▸ **Task**: Locate every line in the records below that contains the word "blinds" and copy each of those lines in full.

▸ **Given records**:
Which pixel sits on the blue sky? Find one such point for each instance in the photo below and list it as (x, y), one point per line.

==

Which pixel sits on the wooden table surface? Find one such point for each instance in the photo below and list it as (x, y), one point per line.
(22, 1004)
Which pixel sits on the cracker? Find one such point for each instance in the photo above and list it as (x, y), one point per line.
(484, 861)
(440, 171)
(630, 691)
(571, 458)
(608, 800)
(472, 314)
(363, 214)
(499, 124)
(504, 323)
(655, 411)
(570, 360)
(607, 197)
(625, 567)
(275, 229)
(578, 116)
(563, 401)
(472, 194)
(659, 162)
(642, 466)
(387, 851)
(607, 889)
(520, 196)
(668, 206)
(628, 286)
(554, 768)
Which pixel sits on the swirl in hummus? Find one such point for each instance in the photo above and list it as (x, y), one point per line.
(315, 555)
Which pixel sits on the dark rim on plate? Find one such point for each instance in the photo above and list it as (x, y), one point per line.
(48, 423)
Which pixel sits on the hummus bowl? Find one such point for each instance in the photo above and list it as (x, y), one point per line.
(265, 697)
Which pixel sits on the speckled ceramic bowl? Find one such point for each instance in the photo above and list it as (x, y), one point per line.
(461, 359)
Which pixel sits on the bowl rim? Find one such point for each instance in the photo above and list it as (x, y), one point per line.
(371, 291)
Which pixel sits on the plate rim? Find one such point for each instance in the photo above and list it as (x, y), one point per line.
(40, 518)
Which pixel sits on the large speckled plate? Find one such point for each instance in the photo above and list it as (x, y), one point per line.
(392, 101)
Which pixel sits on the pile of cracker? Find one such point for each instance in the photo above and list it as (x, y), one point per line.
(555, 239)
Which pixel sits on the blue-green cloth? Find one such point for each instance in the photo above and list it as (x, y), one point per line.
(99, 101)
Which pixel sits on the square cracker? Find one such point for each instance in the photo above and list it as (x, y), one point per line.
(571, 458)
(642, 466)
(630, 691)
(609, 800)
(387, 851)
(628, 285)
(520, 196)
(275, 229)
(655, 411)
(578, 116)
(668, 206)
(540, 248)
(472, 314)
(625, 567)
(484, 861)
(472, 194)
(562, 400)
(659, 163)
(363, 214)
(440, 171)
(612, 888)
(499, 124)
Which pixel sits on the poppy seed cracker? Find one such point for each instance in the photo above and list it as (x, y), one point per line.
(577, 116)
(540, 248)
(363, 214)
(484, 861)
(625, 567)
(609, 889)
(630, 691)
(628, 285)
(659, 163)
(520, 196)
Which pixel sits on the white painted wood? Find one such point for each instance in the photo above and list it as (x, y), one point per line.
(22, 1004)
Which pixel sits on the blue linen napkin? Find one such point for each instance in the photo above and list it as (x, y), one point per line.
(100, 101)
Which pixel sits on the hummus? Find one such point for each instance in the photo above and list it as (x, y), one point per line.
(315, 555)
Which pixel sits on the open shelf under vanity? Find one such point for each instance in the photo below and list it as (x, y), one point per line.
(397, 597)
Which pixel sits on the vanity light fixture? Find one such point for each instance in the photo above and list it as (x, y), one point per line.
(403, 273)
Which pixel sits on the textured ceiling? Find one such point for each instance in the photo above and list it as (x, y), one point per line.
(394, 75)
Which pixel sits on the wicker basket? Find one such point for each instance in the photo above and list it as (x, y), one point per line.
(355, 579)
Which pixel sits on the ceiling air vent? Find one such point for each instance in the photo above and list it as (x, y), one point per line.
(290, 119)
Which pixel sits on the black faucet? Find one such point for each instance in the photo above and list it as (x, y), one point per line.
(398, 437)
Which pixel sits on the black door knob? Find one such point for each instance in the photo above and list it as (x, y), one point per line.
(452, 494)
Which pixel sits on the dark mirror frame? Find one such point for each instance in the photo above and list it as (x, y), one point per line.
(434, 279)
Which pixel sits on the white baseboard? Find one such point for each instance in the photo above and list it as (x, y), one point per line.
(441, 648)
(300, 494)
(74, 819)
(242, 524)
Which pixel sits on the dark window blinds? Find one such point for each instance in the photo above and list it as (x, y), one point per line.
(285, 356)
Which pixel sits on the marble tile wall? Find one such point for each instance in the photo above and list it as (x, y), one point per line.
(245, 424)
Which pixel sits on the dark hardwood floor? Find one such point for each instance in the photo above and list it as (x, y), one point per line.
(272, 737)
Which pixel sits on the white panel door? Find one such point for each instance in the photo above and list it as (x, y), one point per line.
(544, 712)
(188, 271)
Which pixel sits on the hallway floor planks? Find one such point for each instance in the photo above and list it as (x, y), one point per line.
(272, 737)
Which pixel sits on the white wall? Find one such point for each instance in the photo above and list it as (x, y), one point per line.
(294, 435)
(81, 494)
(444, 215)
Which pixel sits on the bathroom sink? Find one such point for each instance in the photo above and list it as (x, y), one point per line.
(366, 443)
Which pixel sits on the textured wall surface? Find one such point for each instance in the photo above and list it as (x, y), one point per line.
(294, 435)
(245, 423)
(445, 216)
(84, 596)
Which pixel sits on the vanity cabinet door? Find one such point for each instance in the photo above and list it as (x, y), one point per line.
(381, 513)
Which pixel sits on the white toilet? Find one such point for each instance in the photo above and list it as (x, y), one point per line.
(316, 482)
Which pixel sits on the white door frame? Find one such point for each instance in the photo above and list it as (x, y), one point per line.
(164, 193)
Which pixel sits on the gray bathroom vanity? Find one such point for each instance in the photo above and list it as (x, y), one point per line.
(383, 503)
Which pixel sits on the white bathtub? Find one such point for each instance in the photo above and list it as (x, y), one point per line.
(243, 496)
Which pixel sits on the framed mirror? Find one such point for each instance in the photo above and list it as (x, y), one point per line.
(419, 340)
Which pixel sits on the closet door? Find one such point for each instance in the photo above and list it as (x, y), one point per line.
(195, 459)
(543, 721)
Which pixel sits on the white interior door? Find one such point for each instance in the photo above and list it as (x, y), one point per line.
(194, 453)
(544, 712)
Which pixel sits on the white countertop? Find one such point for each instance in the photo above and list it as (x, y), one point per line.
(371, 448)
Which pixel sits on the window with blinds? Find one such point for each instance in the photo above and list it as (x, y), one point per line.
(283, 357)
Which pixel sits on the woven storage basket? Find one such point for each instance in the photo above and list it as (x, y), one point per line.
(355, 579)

▸ **Problem solution**:
Which pixel sits on the dark window blinds? Find one such point for each instance in the photo above and list it as (x, y), one point per line.
Which pixel sits on the window with blinds? Find one such point for each instance in the photo above and list it as (x, y), one point per line.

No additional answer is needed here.